### LISTED ENTRIES
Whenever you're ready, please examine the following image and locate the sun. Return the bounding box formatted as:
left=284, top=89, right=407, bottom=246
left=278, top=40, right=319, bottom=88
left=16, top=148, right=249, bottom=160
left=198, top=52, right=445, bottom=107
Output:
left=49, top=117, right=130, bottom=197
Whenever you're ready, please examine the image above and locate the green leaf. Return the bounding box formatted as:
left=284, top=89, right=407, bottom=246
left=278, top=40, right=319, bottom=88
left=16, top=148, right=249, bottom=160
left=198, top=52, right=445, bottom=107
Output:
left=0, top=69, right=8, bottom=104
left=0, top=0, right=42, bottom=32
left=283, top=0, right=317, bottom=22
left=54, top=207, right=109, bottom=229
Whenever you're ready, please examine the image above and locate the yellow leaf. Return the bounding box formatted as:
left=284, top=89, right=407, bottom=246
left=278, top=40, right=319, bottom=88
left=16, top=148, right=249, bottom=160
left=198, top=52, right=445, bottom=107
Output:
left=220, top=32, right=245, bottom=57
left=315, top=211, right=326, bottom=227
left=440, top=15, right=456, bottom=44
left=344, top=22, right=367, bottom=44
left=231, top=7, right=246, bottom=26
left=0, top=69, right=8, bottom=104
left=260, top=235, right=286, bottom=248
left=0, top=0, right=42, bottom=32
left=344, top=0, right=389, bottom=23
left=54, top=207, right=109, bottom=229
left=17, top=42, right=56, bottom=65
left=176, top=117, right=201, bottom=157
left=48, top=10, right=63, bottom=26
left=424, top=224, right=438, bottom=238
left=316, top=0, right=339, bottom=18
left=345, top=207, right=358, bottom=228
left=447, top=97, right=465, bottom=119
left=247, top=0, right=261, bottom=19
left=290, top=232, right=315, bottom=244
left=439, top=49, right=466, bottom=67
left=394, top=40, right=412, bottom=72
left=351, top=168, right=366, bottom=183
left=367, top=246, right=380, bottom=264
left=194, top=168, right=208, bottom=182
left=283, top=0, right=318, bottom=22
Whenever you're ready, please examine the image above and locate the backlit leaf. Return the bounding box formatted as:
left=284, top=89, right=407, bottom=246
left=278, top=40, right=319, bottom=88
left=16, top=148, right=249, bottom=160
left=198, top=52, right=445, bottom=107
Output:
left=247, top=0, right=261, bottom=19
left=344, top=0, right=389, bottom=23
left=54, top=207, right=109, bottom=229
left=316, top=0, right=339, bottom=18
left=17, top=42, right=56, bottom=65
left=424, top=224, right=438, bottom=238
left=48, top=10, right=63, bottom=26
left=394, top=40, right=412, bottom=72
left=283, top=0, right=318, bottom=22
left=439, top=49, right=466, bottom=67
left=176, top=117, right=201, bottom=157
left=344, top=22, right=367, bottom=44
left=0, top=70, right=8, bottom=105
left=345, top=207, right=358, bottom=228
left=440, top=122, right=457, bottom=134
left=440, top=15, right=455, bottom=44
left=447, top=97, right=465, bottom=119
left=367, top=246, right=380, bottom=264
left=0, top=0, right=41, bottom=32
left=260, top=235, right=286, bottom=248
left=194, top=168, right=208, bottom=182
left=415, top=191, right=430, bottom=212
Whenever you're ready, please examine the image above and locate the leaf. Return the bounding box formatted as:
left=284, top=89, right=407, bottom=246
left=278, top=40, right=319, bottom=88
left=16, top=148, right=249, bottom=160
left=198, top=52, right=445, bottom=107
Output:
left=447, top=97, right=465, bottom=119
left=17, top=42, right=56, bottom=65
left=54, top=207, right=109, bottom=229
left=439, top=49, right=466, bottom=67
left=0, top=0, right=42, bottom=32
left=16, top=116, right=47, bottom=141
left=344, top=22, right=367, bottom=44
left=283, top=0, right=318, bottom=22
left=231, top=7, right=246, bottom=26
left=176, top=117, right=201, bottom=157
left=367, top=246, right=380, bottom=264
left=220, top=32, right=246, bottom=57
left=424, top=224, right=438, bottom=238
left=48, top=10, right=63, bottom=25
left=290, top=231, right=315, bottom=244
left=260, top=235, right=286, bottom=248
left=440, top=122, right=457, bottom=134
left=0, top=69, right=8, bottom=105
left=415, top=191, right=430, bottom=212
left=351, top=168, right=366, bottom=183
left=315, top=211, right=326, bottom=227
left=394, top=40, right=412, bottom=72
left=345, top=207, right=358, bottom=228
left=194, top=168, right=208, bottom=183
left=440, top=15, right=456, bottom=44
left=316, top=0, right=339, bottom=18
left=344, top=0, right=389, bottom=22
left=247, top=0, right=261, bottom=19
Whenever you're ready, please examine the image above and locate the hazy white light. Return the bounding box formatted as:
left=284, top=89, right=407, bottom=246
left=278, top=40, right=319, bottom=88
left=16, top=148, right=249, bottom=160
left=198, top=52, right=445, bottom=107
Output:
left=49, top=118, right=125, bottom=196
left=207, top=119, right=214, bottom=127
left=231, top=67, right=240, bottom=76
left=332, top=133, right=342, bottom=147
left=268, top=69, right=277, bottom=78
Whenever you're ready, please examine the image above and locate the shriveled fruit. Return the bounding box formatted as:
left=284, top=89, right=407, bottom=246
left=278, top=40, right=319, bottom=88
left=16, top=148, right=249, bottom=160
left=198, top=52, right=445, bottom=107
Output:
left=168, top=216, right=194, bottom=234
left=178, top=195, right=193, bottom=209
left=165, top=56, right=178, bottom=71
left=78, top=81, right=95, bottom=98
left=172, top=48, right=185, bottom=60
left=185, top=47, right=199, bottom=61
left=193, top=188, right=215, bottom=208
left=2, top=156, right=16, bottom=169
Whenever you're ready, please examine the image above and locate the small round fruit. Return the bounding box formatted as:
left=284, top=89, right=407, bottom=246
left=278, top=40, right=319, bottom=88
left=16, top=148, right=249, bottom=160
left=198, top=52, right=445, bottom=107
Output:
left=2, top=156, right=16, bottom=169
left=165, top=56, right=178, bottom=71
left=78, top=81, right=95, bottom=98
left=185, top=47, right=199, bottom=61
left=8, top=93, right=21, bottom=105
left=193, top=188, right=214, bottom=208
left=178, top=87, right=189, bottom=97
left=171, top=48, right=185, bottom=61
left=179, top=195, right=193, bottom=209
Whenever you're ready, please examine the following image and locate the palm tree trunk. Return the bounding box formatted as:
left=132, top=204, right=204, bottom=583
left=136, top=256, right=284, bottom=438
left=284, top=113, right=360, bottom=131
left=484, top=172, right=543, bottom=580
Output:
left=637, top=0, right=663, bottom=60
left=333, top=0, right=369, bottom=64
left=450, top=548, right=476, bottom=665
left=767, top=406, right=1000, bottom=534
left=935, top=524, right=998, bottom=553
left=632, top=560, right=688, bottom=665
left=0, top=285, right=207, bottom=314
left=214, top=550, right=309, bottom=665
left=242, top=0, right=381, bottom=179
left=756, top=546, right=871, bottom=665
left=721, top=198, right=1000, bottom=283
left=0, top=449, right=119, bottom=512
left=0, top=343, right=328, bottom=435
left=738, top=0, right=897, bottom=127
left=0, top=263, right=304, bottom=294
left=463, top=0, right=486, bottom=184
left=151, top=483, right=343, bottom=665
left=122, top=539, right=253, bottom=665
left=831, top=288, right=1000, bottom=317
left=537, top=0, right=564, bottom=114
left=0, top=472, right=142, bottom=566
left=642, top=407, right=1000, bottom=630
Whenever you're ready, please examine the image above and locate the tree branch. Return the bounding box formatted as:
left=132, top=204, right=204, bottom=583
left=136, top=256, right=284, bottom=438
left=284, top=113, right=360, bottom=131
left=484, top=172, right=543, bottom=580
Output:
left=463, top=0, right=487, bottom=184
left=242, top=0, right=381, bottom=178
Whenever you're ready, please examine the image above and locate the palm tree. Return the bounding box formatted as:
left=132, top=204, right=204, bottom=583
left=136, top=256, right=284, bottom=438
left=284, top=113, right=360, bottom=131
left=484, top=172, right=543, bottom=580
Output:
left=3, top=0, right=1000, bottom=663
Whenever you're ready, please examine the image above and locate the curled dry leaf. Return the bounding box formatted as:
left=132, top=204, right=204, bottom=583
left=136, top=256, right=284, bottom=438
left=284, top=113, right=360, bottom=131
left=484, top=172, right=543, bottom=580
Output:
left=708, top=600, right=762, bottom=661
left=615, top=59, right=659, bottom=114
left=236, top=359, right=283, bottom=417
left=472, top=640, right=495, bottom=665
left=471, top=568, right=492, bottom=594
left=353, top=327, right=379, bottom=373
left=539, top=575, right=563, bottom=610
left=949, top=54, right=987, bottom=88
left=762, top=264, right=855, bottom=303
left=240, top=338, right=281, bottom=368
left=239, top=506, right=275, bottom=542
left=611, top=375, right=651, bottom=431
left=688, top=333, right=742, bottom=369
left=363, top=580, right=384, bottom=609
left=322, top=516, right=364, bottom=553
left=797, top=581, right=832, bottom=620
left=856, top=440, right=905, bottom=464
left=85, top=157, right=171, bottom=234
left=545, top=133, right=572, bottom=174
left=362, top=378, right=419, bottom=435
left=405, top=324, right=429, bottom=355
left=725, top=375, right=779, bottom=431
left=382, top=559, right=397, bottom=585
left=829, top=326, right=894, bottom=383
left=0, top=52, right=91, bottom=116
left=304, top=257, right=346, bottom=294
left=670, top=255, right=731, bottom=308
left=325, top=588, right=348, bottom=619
######
EXERCISE DESCRIPTION: Show every line of the data that includes the string "palm".

WRITTEN RESPONSE:
Whenever you're ready, please examine the following image and locate the palm tree trunk. Return the bounding box formatted as:
Whenever you're ready, please examine the image above and locate the palm tree. Return the bounding box formatted as:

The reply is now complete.